##### Article #####
Bhagavad Gita, ch. 15

Krsangi Dasi - May 22, 2005 9:39 am

Dear devotees


After quite a long break we had our 15th Bhagavad Gita evening last week. "We" means Bhrigu, Kamalaksa, I and Gokula Chandra (the devotee formerly known as Jani, who's a disciple of Bir Krishna Goswami). It was nice to get together again, and we decided to try to go through the remaining chapters before Guru Maharaja comes here this summer.


Bhagavad Gita, Chapter 15: Yoga of the Highest Person


In the beginning of this chapter Krishna presents the analogy of the asvattha tree, with its roots above and branches below. This has caused quite some confusion in our small brains as the trees we encounter in Finland quite seldom have these kind of qualities. Bhrigu helped us by making a drawing of a banyan tree, attached here.


In the drawing you can see the tree, with its branches growing downwards, and roots growing upwards. Its leaves are are the Vedic hymns, its twigs sense objects, its roots karmic reactions, nourished by the gunas. With the ax of detachment the tree can be cut down.


Krishna then once again describes the qualities of the pure devotee who can attain him, having defeated the attachments described in the beginning of the chapter. This would feel like a completely overwhelming task if we hadn't read all the previous chapters, where Krishna describes all the different paths one can take to attain him.


In verse 15.6 Krishna then describes his supreme abode, and states that having gone there no one returns. It's quite interesting to read this as the falldown of the jiva is such a big issue between Iskcon and other Gaudiya Vaishnava branches, and it's quite clearly stated here that no one returns from Krishna's abode, or falls down from the spiritual world.


Krishna goes on to speak about the individual souls, moving like the wind from one body to another. Deluded by their senses they don't understand their situation. In this way Krishna explains why the souls choose to stay in this world of dualities instead of trying to attain him.


I've been reading a book written by a Swedish woman who describes her problems with trying to lose weight. She constantly suffers from being seriously overweight, and promises herself that she'll start a diet next Monday, but by Monday afternoon she's back at McDonalds, Then she feels so bad about not being able to diet that she has to comfort herself with an extra portion of ice cream. And this just goes on and on, and she never actually loses any weight.


This made me think of our situation here in this world. We know this environment is not good for us, we know this life will end in death and suffering, and we know we'll have to give up all our belongings in the end. But still we want to hold on to sense enjoyment for comfort, and promise ourselves that on Monday we'll start concentrating on spiritual life and give up everything else. We know what we should do: give up all the saturated fat of pride and illusion and strictly follow the diet of spiritual practice, but still we find ourselves sneaking to the fridge in the evening to get an extra snack.
##### Collected data #####
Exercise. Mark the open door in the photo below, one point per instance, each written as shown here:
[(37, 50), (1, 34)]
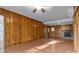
#####
◆ **Required actions**
1 > Translate this sentence from the post on Bhagavad Gita chapter 15 into Spanish: "Krishna goes on to speak about the individual souls, moving like the wind from one body to another."
2 > Resume the post on Bhagavad Gita chapter 15, picking up after its final sentence.

◆ **Solved tasks**
1 > Krishna continúa hablando de las almas individuales, que se mueven como el viento de un cuerpo a otro.

2 >
In the following verses Krishna describes how utterly dependent the living beings are from him. He is the light in the sun and the moon and the fire of digestion. We take the sun for granted, as well as digestion, but if the sun didn't rise one morning the whole world would be in chaos. It's quite a challenge to learn to look at everything around us as Krishna, and to appreciate it accordingly. If we remembered Krishna every time we see the sun that would already make us think of Krishna quite often (unless we were in Finland in the winter...).


Krishna then returns to the subject of the prakriti and purusa discussed earlier in the Gita, and states that there's an essential difference between the jivas and the supreme purusa, Krishna. This is clearly a different understanding of the relationship between the living beings and God than in the Mayavada philosophy. Guru Maharaja points out in his purport that the living beings are sometimes called para prakriti to stress the point that we're not equal with Krishna.


Shyam Gopal Das - May 22, 2005 10:55 am

Your point of not wanting to change diets but knowing it is not good for us reminded me of a verse in Bhagavad-Gita I encountered ths week that hit me pretty hard.


BG 4.40 "Those who are ignorant, faithless, or doubting are lost. There is neither hapiness nor success in this world or the next for the doubting soul"

It is saying to me that when we know our diets are bad, but we don't make a change, we will be in a state of limbo that gets us nowhere. It shows we lack faith in the process and should try to strengthen our faith. It shows we lack faith in Sri Guru, because he embodies our prospect. So don't doubt or the consequence of our doubting will be to lose everything.

Nanda-tanuja Dasa - May 22, 2005 4:17 pm

About your picture -- I’m not sure it’s quite right. Because the tree you’ve drew is a material reflection of the real tree of the spiritual world, the root of it grows upward from Brahmaloka, but your picture has Krsna. So it looks like you are trying to sever connection with Krsna by detachment which is not correct.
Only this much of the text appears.